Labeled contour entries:
◇ ◇ ◇

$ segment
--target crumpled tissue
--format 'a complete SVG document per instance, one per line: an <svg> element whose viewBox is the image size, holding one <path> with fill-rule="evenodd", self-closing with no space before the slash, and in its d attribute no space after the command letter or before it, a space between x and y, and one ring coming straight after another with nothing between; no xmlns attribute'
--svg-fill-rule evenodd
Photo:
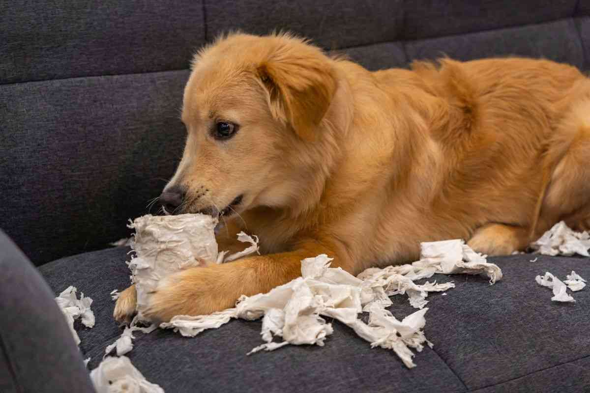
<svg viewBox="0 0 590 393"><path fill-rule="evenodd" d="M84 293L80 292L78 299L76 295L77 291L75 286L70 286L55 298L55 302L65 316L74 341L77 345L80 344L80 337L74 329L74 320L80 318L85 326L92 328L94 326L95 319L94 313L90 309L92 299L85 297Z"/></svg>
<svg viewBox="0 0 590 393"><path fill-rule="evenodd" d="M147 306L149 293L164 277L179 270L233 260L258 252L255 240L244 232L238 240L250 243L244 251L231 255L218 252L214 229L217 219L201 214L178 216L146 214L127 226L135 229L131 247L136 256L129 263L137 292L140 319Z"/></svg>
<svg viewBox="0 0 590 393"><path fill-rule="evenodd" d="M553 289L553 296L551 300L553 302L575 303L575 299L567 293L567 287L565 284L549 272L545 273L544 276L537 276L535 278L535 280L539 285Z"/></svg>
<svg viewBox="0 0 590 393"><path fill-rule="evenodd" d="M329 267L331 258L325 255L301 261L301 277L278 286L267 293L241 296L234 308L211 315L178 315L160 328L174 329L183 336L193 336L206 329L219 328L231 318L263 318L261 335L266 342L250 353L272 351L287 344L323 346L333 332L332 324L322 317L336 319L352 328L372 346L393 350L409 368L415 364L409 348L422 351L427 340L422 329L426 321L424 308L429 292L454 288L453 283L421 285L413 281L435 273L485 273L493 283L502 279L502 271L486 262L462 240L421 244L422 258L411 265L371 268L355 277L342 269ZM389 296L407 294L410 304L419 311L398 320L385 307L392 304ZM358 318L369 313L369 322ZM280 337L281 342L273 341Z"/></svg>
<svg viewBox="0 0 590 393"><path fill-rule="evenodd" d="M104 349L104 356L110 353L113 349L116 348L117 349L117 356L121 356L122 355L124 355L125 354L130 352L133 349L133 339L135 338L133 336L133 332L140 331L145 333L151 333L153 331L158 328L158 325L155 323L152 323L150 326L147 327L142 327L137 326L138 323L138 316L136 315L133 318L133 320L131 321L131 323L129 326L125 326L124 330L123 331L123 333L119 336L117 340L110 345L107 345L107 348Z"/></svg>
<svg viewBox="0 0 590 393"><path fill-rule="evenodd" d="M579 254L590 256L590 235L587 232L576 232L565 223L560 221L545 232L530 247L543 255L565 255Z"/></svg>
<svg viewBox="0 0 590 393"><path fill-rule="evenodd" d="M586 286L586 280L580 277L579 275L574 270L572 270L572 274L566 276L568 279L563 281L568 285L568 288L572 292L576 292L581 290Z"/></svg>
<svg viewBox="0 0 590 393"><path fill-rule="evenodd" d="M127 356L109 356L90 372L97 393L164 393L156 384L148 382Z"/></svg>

◇ ◇ ◇

Copy out everything in the material above word for word, leaving out the pictures.

$ segment
--target crumpled tissue
--format 'a complete SVG document per instance, one per line: an <svg> element whose viewBox is the image size, holding one <path> with fill-rule="evenodd", self-closing with no space before the slash, and in its d attribute no space after the command letter or before it, a space between x and y, and one ring coming straight after another with nothing between; no xmlns attribute'
--svg-fill-rule evenodd
Photo:
<svg viewBox="0 0 590 393"><path fill-rule="evenodd" d="M84 293L80 292L78 299L76 295L77 291L75 286L70 286L55 298L55 302L65 316L74 341L77 345L80 344L80 337L74 329L74 320L80 318L85 326L92 328L94 326L95 319L94 313L90 309L92 299L85 297Z"/></svg>
<svg viewBox="0 0 590 393"><path fill-rule="evenodd" d="M147 306L149 293L164 277L179 270L233 260L258 252L255 240L244 232L238 240L250 243L244 251L231 255L218 252L214 229L217 219L201 214L178 216L146 214L127 226L135 229L131 247L136 256L129 263L137 292L140 319Z"/></svg>
<svg viewBox="0 0 590 393"><path fill-rule="evenodd" d="M553 289L553 296L551 300L553 302L575 303L575 299L567 293L567 287L565 284L549 272L545 273L544 276L537 276L535 278L535 280L539 285Z"/></svg>
<svg viewBox="0 0 590 393"><path fill-rule="evenodd" d="M329 267L331 258L325 255L301 261L301 277L278 286L267 293L241 296L234 308L211 315L178 315L160 328L174 329L183 336L193 336L206 329L219 328L231 318L263 318L261 335L266 342L250 353L272 351L287 344L323 346L333 332L332 324L322 317L336 319L352 328L372 346L393 350L409 368L415 364L409 348L422 351L427 340L422 329L426 321L424 308L429 292L454 288L453 283L421 285L413 281L435 273L485 273L493 283L502 279L502 271L486 262L462 240L421 244L422 258L411 265L371 268L355 277L342 269ZM389 296L407 294L410 304L419 311L398 320L385 307L392 304ZM358 318L369 313L369 322ZM280 337L281 342L273 341Z"/></svg>
<svg viewBox="0 0 590 393"><path fill-rule="evenodd" d="M104 349L104 356L110 353L113 349L116 348L117 349L117 356L121 356L122 355L124 355L125 354L130 352L133 349L133 339L135 338L133 336L133 332L140 331L145 333L151 333L153 331L158 328L158 325L155 323L152 323L150 326L147 327L142 327L137 326L138 323L138 316L136 315L133 318L133 320L131 321L131 323L129 326L125 326L124 330L123 331L123 333L119 336L117 340L110 345L107 345L107 348Z"/></svg>
<svg viewBox="0 0 590 393"><path fill-rule="evenodd" d="M579 254L590 256L590 235L587 232L576 232L565 223L560 221L545 232L530 247L543 255L565 255Z"/></svg>
<svg viewBox="0 0 590 393"><path fill-rule="evenodd" d="M586 286L586 280L580 277L579 275L574 270L572 270L572 274L566 276L568 279L563 281L568 285L568 288L572 292L576 292L581 290Z"/></svg>
<svg viewBox="0 0 590 393"><path fill-rule="evenodd" d="M127 356L109 356L90 372L97 393L164 393L156 384L148 382Z"/></svg>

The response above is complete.